Entries from a point annotation set

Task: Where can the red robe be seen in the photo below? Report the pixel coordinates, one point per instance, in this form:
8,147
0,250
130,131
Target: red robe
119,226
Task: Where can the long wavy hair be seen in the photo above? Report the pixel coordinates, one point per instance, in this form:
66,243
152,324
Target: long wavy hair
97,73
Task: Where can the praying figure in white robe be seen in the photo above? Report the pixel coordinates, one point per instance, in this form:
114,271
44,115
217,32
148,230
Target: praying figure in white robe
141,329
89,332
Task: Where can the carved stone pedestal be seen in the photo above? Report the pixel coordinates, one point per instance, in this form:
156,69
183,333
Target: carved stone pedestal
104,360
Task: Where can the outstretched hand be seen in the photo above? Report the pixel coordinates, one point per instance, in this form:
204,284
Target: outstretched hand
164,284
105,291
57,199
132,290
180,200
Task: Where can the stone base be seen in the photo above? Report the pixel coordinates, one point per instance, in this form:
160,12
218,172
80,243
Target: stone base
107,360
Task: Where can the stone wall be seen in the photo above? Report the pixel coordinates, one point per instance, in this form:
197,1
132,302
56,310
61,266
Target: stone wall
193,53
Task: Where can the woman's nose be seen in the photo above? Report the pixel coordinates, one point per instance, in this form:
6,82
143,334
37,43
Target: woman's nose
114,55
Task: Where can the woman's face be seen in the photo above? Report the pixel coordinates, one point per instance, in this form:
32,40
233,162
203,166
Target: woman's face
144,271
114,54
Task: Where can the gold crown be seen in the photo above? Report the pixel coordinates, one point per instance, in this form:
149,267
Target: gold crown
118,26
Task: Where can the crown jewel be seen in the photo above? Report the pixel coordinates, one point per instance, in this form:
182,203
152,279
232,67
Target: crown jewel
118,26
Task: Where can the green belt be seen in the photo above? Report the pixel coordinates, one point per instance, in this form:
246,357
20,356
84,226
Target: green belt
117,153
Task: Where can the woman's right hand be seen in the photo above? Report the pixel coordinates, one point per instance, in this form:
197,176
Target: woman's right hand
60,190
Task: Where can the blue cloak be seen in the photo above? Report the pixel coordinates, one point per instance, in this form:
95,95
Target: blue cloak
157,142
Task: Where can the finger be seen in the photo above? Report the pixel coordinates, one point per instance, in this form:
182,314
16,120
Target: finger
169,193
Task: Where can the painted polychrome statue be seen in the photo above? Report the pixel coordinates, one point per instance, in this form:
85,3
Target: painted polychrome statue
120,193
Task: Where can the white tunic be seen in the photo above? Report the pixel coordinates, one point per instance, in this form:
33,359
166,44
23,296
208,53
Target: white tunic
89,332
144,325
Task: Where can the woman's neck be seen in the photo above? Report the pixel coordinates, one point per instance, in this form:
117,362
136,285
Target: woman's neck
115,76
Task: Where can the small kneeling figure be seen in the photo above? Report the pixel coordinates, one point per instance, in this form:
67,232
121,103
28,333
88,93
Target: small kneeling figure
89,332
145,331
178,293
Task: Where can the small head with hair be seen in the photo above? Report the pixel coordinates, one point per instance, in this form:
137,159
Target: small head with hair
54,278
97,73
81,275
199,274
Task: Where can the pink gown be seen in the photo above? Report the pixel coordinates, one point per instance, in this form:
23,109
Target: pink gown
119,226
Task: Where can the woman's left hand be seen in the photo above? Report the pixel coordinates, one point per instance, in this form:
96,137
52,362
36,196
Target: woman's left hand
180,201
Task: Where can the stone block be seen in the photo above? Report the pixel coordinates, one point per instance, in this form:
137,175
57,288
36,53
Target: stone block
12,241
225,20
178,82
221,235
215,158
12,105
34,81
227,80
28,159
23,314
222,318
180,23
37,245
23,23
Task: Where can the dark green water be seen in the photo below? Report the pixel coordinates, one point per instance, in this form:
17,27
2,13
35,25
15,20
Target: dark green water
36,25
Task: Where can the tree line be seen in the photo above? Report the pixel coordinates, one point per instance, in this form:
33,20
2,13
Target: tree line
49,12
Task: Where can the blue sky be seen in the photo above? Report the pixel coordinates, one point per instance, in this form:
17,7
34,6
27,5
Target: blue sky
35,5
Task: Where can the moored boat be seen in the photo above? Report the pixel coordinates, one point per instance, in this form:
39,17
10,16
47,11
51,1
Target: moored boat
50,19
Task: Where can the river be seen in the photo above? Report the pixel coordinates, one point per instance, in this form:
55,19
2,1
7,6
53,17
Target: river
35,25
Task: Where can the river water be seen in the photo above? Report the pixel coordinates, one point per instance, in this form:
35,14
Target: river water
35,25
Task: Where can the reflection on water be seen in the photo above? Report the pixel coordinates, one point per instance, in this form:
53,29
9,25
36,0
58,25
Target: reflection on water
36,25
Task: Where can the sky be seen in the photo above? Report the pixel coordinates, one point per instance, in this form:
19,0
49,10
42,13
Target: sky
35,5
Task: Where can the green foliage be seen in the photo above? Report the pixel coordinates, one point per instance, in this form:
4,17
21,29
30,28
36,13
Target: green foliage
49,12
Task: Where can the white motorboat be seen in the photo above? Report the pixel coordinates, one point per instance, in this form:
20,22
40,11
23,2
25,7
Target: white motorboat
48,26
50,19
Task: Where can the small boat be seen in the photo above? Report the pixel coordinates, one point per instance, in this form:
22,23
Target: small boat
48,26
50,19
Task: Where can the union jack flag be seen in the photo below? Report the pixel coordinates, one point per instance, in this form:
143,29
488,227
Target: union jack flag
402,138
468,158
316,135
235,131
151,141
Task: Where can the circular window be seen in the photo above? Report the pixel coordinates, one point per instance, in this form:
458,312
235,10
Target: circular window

*Requirement*
Output the line that contains "Task: Where can the small boat", followed by every later line in the listing, with no line omitted and none added.

*Finished answer*
Task: Where can the small boat be seen in the photo above? Report the pixel coordinates, one point per instance, in this form:
22,23
Target: small boat
48,26
50,19
Task: Where can the union jack flag be seen in the photo below? Report the pixel coordinates, one point per instance, in this form:
143,29
488,227
Target: union jack flag
402,138
468,158
316,135
235,131
151,141
Task: Where can the circular window be seen in the photo above? Report the pixel coordinates, one point per instance, in this form:
458,312
235,10
Target: circular window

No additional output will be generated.